#### EXERCISE TASKS
1. Answer these from the post on thrifting and clothing rental:
(a) How many items of clothing does Nuuly let you pick for the month?
(b) Which chapter is called "Rent your next wardrobe"?
(c) Who is named as "my favorite thrifter"?
2. Render as a Markdown table with columns Nr and Line the part of the records that opens with the line containing "--target row of potted plants" and closes with the line containing "Segment each instance of the row", both included. Leave out blank lines.

#### READING PASSAGE
· · ·

The Real Real I haven’t actually purchased from this site but I have to mention it if you want designer or are a collector. This is a really easy site to use and I have a few friends that have bought amazing things from them.

I know there are plenty of facebook groups that resell specific brands as well. I’m not on facebook so I can’t speak for these, but I have a friend that is a part of an Anthropologie resell group and gets some great pieces there.

Chapter 15 is full of tips on how to shop at a thrift store or for vintage pieces. I’ve recently found some great Youtubers that focus on thrifting and I’ve learned so much from them! In case you want some thrifting inspriation, check out

Taylor Made Style   my favorite thrifter. Taylor does a great job of talking through what she’s looking for when she’s thrifting and has so much fun styling her finds that she inspires you to look at your closet in a new way. I always enjoy her take on things, even if it isn’t my style.

B Jones Style I know she’s been around for awhile but I only just started following her. Again, she has a different style than I do, but is able to show how different trends can be found in thrift stores or updated to look new. I also love her vintage collection and just her whole motto on playing dress up and having fun with fashion.

Little Acorn manages to thrift and make things look expensive and minimal. She’s someone that is very clear on her style and it’s fun to see her take things she finds in thrift stores and style them up in her unique way. She also mixes in new pieces with a focus on sustainability.

Sifted Clothing  Their youtube channel isn’t updated as often as their instagram, but this duo thrifts and then sells what they find in their shop. I like seeing how they style up pieces and enjoy the thought process on why they think something will sell.

Chap 16 is called Rent your next wardrobe and this is something I absolutely love to do! I’ve ordered from two companies and have a lot of thoughts about them.

Rent The Runway

This is the first clothing rental company I ever used and it’s still my go to when I need a formal dress. There was a time when we had at least one black tie event a year and it just didn’t make sense to me to invest in dresses that I wouldn’t get much wear out of. But I also didn’t want to show up in something cheap or blah. Rent the Runway is a perfect answer (I know they have subscriptions too which I think would be great for those that work in an office or have evening events on a regular basis). They let you rent two different dresses or different sizes and one time they even sent me another size overnight because the original one didn’t fit.

Nuuly

I have used Nuuly quite a few times this year and the only reason I’m not using it now is because I’m not leaving the house and I’m participating in Me Made May. Nuuly is a subscription service where you pick six items of clothing to wear for the month, then return them to get six more. You can of course buy anything you fall in love with and don’t want to give back! I love that the clothes come in a reusable bag- there’s absolutely no waste- and the company is a part of Anthropologie so the styles and brands are all one s that I really love. I’ve had fun using this when we went to Austin City Limits and I wanted hippie, festival clothes and for our recent trip to Mexico.

· · ·

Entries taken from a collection

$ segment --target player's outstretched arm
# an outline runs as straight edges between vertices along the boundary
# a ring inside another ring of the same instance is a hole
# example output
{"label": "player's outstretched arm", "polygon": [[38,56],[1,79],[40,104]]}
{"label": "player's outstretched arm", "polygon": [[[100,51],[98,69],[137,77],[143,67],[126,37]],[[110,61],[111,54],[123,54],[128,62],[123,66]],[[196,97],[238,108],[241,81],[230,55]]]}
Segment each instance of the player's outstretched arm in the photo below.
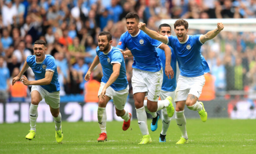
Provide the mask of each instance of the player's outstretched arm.
{"label": "player's outstretched arm", "polygon": [[51,83],[52,79],[52,76],[54,72],[51,71],[46,71],[45,72],[45,78],[38,80],[34,80],[30,81],[28,80],[27,77],[23,75],[20,80],[23,82],[23,84],[26,86],[30,85],[38,85],[39,86],[43,86],[44,85],[48,85]]}
{"label": "player's outstretched arm", "polygon": [[168,46],[164,44],[162,44],[159,47],[159,48],[164,50],[165,54],[165,75],[169,79],[170,79],[170,76],[171,76],[171,79],[173,79],[174,75],[174,72],[172,66],[171,66],[171,48]]}
{"label": "player's outstretched arm", "polygon": [[139,28],[143,30],[151,38],[155,40],[157,40],[159,41],[162,42],[165,44],[167,43],[168,40],[167,37],[164,36],[163,36],[161,34],[158,34],[156,31],[149,29],[148,28],[146,27],[146,24],[140,22],[139,23],[138,27]]}
{"label": "player's outstretched arm", "polygon": [[99,63],[100,59],[99,58],[99,57],[97,55],[95,57],[95,58],[94,58],[94,59],[93,60],[93,63],[91,64],[91,65],[90,68],[89,68],[88,71],[87,71],[87,73],[86,73],[86,74],[85,74],[85,76],[84,77],[84,80],[85,81],[89,81],[90,78],[91,77],[91,72],[93,71],[93,70],[94,68],[96,67],[96,66],[98,65],[98,64]]}
{"label": "player's outstretched arm", "polygon": [[22,67],[22,69],[20,72],[20,73],[19,73],[18,75],[17,75],[16,77],[14,77],[13,79],[13,86],[15,82],[16,82],[16,81],[18,81],[20,79],[22,75],[24,73],[25,73],[26,71],[28,70],[28,68],[29,67],[29,66],[28,64],[26,61],[25,61],[25,62],[24,63],[24,64],[23,65],[23,66]]}
{"label": "player's outstretched arm", "polygon": [[125,50],[124,51],[121,51],[122,54],[124,56],[124,58],[125,58],[127,57],[132,57],[134,55],[132,55],[131,51],[130,50]]}
{"label": "player's outstretched arm", "polygon": [[214,30],[209,31],[200,37],[200,41],[203,43],[207,40],[214,38],[224,28],[224,25],[221,22],[218,22],[217,28]]}
{"label": "player's outstretched arm", "polygon": [[119,76],[119,74],[120,72],[121,64],[119,63],[113,63],[113,72],[111,74],[109,79],[108,81],[107,82],[105,86],[104,86],[102,89],[102,91],[101,92],[101,94],[100,94],[101,98],[102,99],[105,98],[105,94],[106,94],[107,88],[116,81]]}

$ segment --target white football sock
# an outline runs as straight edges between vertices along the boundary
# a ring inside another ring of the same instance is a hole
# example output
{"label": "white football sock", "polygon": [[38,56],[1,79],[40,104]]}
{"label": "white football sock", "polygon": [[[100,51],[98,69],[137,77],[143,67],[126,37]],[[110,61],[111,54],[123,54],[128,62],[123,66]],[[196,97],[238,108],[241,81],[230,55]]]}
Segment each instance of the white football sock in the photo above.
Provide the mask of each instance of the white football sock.
{"label": "white football sock", "polygon": [[181,132],[181,137],[185,139],[187,139],[187,134],[186,129],[186,118],[184,115],[184,110],[182,111],[176,111],[176,122],[180,131]]}
{"label": "white football sock", "polygon": [[190,106],[187,106],[189,110],[194,111],[200,111],[203,109],[203,106],[197,101],[194,105]]}
{"label": "white football sock", "polygon": [[58,117],[54,117],[53,116],[52,117],[55,123],[55,129],[56,131],[60,130],[61,128],[61,114],[59,112]]}
{"label": "white football sock", "polygon": [[126,110],[124,115],[121,117],[124,120],[124,121],[128,121],[129,119],[130,119],[130,115],[129,114],[129,112],[127,110]]}
{"label": "white football sock", "polygon": [[147,101],[144,100],[144,101],[143,102],[143,104],[144,105],[144,107],[145,108],[145,110],[146,111],[146,112],[151,114],[152,116],[152,117],[156,117],[156,116],[157,116],[157,115],[156,114],[156,112],[151,112],[149,111],[149,110],[148,109],[147,103]]}
{"label": "white football sock", "polygon": [[168,117],[166,108],[163,109],[162,111],[163,113],[163,120],[162,121],[163,126],[162,126],[162,131],[161,134],[162,135],[165,135],[169,128],[169,126],[170,126],[171,118]]}
{"label": "white football sock", "polygon": [[140,108],[136,108],[136,112],[138,119],[138,124],[141,134],[143,136],[149,134],[148,125],[147,123],[147,114],[146,114],[144,106]]}
{"label": "white football sock", "polygon": [[38,116],[37,112],[37,107],[38,105],[34,105],[30,104],[30,106],[29,108],[29,119],[30,122],[30,130],[33,130],[35,131],[35,124],[37,122],[37,119]]}
{"label": "white football sock", "polygon": [[107,133],[106,124],[107,122],[107,114],[106,108],[98,107],[98,122],[100,125],[101,133]]}

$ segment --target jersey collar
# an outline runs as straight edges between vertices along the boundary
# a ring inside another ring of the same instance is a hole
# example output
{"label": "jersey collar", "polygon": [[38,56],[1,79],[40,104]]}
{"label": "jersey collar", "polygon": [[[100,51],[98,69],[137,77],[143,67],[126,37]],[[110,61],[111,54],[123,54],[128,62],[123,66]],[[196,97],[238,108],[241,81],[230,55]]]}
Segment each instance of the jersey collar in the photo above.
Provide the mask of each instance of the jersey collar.
{"label": "jersey collar", "polygon": [[137,33],[137,34],[135,35],[134,35],[134,36],[132,36],[132,35],[131,35],[131,34],[130,34],[130,35],[131,35],[131,36],[132,37],[137,37],[137,36],[138,36],[138,35],[139,35],[139,33],[140,33],[140,32],[141,32],[141,29],[139,29],[139,31],[138,32],[138,33]]}
{"label": "jersey collar", "polygon": [[187,41],[188,40],[188,38],[189,37],[189,35],[187,35],[187,39],[186,40],[185,40],[185,42],[180,42],[180,41],[179,41],[180,43],[181,44],[184,44],[185,43],[187,43]]}
{"label": "jersey collar", "polygon": [[112,51],[112,49],[113,49],[113,47],[112,46],[111,46],[111,48],[110,48],[110,50],[109,50],[109,51],[108,51],[108,52],[106,53],[104,53],[104,52],[102,52],[103,53],[103,54],[104,54],[104,55],[108,55],[108,54],[109,52],[110,52],[111,51]]}
{"label": "jersey collar", "polygon": [[[46,56],[47,56],[47,55],[45,55],[45,59],[46,59]],[[41,62],[37,62],[37,57],[36,57],[36,56],[35,56],[35,63],[37,63],[37,64],[42,64],[43,63],[43,62],[44,61],[45,61],[45,59],[44,59],[44,60],[42,61]]]}

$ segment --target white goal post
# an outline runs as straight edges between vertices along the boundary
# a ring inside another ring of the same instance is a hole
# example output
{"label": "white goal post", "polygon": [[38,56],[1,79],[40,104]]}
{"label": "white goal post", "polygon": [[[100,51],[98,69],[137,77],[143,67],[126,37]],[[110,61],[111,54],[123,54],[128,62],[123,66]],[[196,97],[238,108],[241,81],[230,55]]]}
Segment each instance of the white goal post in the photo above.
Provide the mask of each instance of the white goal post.
{"label": "white goal post", "polygon": [[[173,27],[177,19],[162,19],[160,24],[167,24]],[[217,27],[218,22],[224,26],[223,31],[256,32],[256,18],[185,19],[189,24],[189,29],[211,30]]]}

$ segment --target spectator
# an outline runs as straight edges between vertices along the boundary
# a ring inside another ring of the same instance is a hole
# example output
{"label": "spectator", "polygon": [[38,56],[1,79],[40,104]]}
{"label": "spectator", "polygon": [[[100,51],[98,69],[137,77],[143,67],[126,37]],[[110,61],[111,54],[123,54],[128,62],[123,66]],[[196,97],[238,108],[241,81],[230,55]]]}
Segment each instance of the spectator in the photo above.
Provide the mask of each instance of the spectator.
{"label": "spectator", "polygon": [[4,66],[4,59],[0,57],[0,102],[6,103],[9,91],[9,79],[10,73],[7,67]]}

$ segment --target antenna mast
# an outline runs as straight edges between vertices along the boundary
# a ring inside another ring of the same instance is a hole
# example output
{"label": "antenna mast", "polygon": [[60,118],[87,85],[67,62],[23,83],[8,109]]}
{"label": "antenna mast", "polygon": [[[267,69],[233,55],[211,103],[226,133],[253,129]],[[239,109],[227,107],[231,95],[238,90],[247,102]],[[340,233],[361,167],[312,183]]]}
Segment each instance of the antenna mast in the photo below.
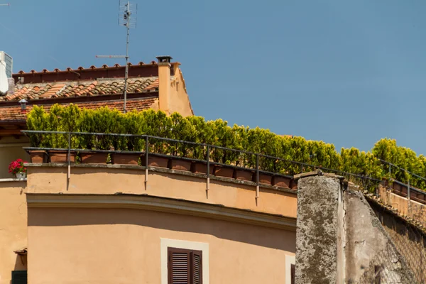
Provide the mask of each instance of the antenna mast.
{"label": "antenna mast", "polygon": [[127,79],[129,78],[129,38],[130,28],[136,28],[136,15],[138,4],[133,5],[129,1],[119,0],[119,25],[124,26],[127,32],[126,37],[126,55],[97,55],[98,58],[126,58],[126,74],[124,75],[124,104],[123,111],[126,113],[126,101],[127,100]]}

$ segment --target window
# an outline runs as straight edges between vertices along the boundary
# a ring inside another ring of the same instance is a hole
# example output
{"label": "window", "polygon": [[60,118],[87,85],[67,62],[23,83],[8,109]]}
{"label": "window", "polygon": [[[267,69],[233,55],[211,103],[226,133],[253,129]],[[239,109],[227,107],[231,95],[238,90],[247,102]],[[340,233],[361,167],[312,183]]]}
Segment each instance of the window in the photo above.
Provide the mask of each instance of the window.
{"label": "window", "polygon": [[28,282],[26,271],[12,271],[11,284],[27,284],[27,283]]}
{"label": "window", "polygon": [[[172,273],[172,275],[183,275],[182,284],[209,284],[208,243],[165,238],[160,238],[160,241],[161,284],[176,283],[176,281],[173,282],[173,279],[170,279],[170,273]],[[171,255],[169,249],[173,252]],[[183,254],[178,254],[182,252]],[[171,259],[172,256],[174,257],[173,259]],[[169,262],[169,257],[170,261],[173,261]],[[181,262],[180,264],[183,263],[182,267],[178,265],[178,261]],[[191,261],[192,264],[191,264]],[[169,268],[169,264],[173,263],[175,266]],[[187,263],[186,266],[185,263]],[[174,273],[173,269],[175,269]],[[177,274],[178,272],[180,272],[182,274]],[[197,275],[200,276],[200,280]]]}
{"label": "window", "polygon": [[202,251],[168,248],[169,284],[202,284]]}

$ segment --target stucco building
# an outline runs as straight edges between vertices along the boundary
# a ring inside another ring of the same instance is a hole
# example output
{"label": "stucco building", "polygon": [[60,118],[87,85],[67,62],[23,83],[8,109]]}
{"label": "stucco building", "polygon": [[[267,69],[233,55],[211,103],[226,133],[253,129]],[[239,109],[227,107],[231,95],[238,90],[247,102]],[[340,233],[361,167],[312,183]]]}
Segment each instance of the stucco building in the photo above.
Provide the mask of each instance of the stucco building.
{"label": "stucco building", "polygon": [[[179,63],[170,60],[130,66],[126,111],[193,114]],[[214,170],[224,165],[209,161],[191,160],[204,172],[174,167],[171,155],[162,157],[165,165],[150,163],[149,151],[140,153],[142,165],[28,163],[26,179],[11,178],[12,160],[29,160],[21,131],[32,106],[123,111],[124,72],[119,65],[19,72],[0,97],[0,284],[426,280],[417,264],[426,261],[426,233],[401,215],[424,222],[426,198],[407,185],[364,197],[320,170],[261,173],[258,160],[257,170],[229,165],[224,177]]]}
{"label": "stucco building", "polygon": [[[192,115],[179,63],[158,59],[130,66],[126,110]],[[297,200],[290,187],[116,165],[72,165],[68,172],[67,165],[28,163],[26,180],[11,178],[11,160],[29,161],[21,131],[32,106],[123,110],[124,71],[20,72],[0,97],[0,284],[27,277],[30,283],[290,283]]]}

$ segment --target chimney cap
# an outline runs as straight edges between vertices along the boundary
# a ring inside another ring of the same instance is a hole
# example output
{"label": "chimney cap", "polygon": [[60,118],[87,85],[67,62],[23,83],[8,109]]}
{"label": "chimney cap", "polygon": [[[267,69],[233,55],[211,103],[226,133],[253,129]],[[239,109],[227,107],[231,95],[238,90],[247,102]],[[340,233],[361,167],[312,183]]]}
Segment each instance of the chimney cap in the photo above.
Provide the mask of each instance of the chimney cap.
{"label": "chimney cap", "polygon": [[158,60],[158,63],[170,63],[170,60],[173,59],[171,56],[157,56],[156,58]]}

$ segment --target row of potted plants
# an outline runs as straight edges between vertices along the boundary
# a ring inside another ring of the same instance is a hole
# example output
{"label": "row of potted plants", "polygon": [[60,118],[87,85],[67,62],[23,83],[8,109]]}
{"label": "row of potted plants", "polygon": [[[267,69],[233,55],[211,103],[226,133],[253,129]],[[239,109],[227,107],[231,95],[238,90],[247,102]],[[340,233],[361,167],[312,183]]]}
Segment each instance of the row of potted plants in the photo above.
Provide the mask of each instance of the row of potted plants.
{"label": "row of potted plants", "polygon": [[[377,179],[386,177],[401,180],[398,178],[400,176],[397,178],[395,175],[399,175],[398,172],[390,175],[377,158],[385,158],[384,160],[388,160],[386,147],[389,148],[389,146],[386,144],[383,147],[383,144],[394,142],[388,139],[378,141],[371,153],[360,151],[356,148],[342,148],[338,153],[332,144],[307,141],[302,137],[278,136],[268,129],[250,129],[237,125],[230,126],[222,119],[205,121],[202,117],[185,118],[176,113],[167,116],[164,112],[152,109],[122,114],[106,107],[91,110],[80,109],[72,104],[67,106],[54,105],[49,111],[36,106],[28,114],[27,126],[29,130],[148,135],[258,153],[286,160],[315,165],[315,168],[332,168]],[[67,148],[67,134],[30,135],[31,146],[35,147]],[[70,142],[72,148],[82,150],[79,153],[81,163],[106,163],[108,160],[109,163],[134,164],[136,158],[132,152],[143,152],[146,147],[146,139],[143,137],[81,134],[72,135]],[[393,146],[392,151],[401,151],[395,143]],[[94,150],[111,151],[111,155],[92,152]],[[180,167],[185,169],[187,169],[188,160],[207,160],[209,156],[210,161],[217,164],[214,168],[216,170],[212,170],[217,171],[218,175],[221,173],[223,175],[226,173],[227,175],[231,175],[231,173],[233,173],[234,175],[233,170],[226,165],[254,169],[257,162],[256,155],[214,147],[209,147],[207,151],[205,146],[153,138],[149,138],[148,151],[150,153],[159,154],[158,157],[160,157],[160,155],[177,157],[170,162],[171,167],[179,164]],[[407,156],[408,152],[405,151],[403,155],[401,154],[401,157]],[[50,154],[52,161],[52,158],[56,154],[53,151]],[[97,160],[95,158],[99,158],[100,155],[102,155],[102,159]],[[131,155],[133,156],[131,157]],[[410,157],[413,156],[410,152]],[[152,155],[148,156],[152,156],[153,159],[155,157]],[[73,155],[75,160],[75,157],[76,156]],[[413,158],[418,160],[422,158],[417,157],[414,153]],[[398,163],[401,159],[400,157],[393,163],[398,165]],[[284,160],[261,155],[258,158],[258,165],[262,171],[288,175],[314,169],[313,167]],[[422,170],[420,171],[425,170],[426,163],[423,161],[420,163],[422,165]],[[203,168],[205,171],[206,165],[202,163],[197,163],[195,168],[197,168],[194,170],[195,171],[201,171]],[[246,175],[250,177],[250,170],[246,171]]]}

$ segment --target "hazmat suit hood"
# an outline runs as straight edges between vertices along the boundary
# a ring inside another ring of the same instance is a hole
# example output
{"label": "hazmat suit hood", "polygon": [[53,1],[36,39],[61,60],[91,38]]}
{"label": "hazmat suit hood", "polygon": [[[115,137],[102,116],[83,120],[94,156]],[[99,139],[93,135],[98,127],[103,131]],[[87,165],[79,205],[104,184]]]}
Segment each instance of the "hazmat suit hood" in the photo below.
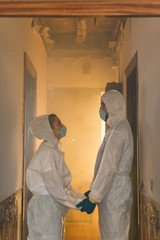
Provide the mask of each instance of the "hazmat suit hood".
{"label": "hazmat suit hood", "polygon": [[30,123],[29,130],[32,135],[38,139],[50,141],[54,145],[58,144],[58,139],[56,138],[53,129],[49,124],[48,114],[34,118]]}
{"label": "hazmat suit hood", "polygon": [[126,119],[124,97],[120,92],[116,90],[107,91],[102,95],[101,100],[107,108],[109,115],[107,124],[110,127],[113,127],[117,122]]}

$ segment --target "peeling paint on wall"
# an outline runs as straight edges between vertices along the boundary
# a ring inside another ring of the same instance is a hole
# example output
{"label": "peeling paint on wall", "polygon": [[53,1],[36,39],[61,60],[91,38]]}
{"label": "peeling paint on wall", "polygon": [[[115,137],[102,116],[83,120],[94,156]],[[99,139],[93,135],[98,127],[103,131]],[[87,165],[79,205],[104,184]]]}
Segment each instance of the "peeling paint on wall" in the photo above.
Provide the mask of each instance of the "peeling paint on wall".
{"label": "peeling paint on wall", "polygon": [[19,190],[0,203],[0,240],[21,239],[21,201]]}
{"label": "peeling paint on wall", "polygon": [[159,240],[160,205],[141,193],[140,211],[141,240]]}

· · ·

#### ANSWERS TO THE EXERCISES
1.
(a) Six
(b) Chapter 16
(c) Taylor Made Style

2.
| Nr | Line |
|---|---|
| 1 | $ segment --target row of potted plants |
| 2 | # an outline runs as straight edges between vertices along the boundary |
| 3 | # a ring inside another ring of the same instance is a hole |
| 4 | # example output |
| 5 | {"label": "row of potted plants", "polygon": [[60,118],[87,85],[67,62],[23,83],[8,109]]} |
| 6 | {"label": "row of potted plants", "polygon": [[[267,69],[233,55],[211,103],[226,133],[253,129]],[[239,109],[227,107],[231,95],[238,90],[247,102]],[[340,233],[361,167],[312,183]]]} |
| 7 | Segment each instance of the row of potted plants in the photo above. |